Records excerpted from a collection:
- - - - -
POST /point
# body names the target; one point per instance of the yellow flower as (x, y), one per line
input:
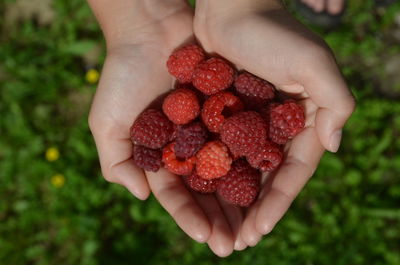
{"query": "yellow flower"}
(92, 76)
(58, 180)
(52, 154)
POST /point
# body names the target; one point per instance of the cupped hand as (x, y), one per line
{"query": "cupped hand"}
(262, 38)
(134, 74)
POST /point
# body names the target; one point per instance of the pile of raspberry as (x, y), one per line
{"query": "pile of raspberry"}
(219, 129)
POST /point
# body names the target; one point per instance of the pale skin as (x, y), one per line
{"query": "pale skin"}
(259, 36)
(333, 7)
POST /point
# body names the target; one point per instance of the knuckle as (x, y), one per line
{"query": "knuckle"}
(108, 177)
(348, 106)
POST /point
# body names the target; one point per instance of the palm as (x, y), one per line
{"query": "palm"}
(275, 47)
(133, 76)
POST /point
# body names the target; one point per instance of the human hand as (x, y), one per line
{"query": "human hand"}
(262, 38)
(134, 74)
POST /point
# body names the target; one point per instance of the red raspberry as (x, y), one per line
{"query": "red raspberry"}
(181, 106)
(175, 165)
(190, 138)
(244, 132)
(212, 76)
(196, 183)
(182, 62)
(267, 158)
(151, 129)
(146, 158)
(286, 121)
(213, 160)
(241, 185)
(213, 108)
(255, 90)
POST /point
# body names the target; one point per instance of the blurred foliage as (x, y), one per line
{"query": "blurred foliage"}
(59, 210)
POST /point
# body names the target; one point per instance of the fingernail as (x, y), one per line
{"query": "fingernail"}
(335, 139)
- - - - -
Exercise: Reproduce all of the data above verbatim, omitting the picture.

Written answer:
POST /point
# body names the target; one point per instance of the yellow flower as (x, y), one per line
input:
{"query": "yellow flower"}
(92, 76)
(58, 180)
(52, 154)
POST /point
# body names the target; one point per instance of the cupped hand as (x, y), one per line
{"query": "cupped hand"}
(262, 38)
(134, 74)
POST /point
# body names the target; one point per instance of the pile of raspberry as (x, y), one per line
{"query": "pile of raspberry"}
(219, 129)
POST /point
# body names the target; one point per instance of the pale skin as (x, y), one per line
{"query": "pale skin"}
(259, 36)
(333, 7)
POST /point
# body names the target; one point per instance of the knuckle as (x, y), one per line
{"query": "knuckle"}
(108, 177)
(348, 106)
POST /point
# body names the target; one point per instance of the palm as (x, y), one per line
{"query": "palm"}
(275, 47)
(133, 76)
POST /point
# body names the target; one point per instance of the human hand as (x, y), one per line
{"query": "human hand"}
(262, 38)
(134, 74)
POST /point
# body names the target; one point per instance of the red raspberry as (x, y), one per line
{"query": "red raspberry"}
(181, 106)
(175, 165)
(190, 138)
(244, 132)
(212, 76)
(196, 183)
(182, 62)
(267, 158)
(151, 129)
(146, 158)
(286, 121)
(213, 160)
(241, 185)
(213, 108)
(255, 90)
POST /point
# body names the target; one point per instance of the blurred foliage as (x, y), one per line
{"query": "blurred foliage"}
(59, 210)
POST /point
# body names the target; one point per instance of the fingernail as (x, y), one per line
{"query": "fingernail"}
(335, 139)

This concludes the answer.